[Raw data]
####################
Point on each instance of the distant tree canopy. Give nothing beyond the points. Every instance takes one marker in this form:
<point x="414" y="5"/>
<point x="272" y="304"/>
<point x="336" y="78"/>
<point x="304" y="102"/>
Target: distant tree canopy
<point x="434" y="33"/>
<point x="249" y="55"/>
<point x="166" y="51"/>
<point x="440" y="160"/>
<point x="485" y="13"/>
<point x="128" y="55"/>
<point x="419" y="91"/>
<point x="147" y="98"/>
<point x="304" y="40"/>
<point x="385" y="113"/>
####################
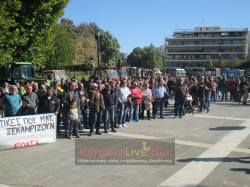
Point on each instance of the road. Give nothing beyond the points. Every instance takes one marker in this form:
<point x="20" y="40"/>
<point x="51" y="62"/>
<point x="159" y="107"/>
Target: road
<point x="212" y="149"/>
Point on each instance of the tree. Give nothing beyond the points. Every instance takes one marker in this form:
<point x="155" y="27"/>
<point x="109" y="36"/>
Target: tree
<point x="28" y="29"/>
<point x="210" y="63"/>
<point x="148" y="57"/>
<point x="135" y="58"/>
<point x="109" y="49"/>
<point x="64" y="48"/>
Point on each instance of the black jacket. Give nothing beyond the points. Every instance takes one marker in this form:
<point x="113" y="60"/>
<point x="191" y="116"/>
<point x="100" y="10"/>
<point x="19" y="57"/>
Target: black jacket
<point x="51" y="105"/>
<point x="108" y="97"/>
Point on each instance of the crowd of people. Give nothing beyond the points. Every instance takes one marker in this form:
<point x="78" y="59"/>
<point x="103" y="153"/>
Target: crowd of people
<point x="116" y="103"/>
####################
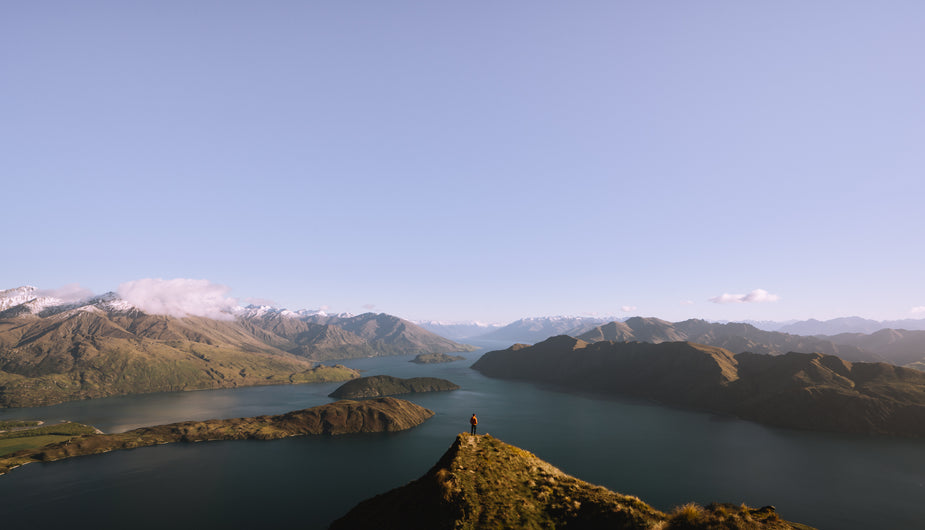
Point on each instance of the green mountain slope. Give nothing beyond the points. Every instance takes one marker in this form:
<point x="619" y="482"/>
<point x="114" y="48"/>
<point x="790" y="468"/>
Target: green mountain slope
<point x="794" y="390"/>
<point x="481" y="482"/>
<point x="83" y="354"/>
####################
Please report every line of the data above that contains the string "people", copying each line in full. Matching is case-sensitive.

Point on each instance of the crowd of people. Give nothing beyond the points. Every instance takes one marker in this form:
Target: crowd of people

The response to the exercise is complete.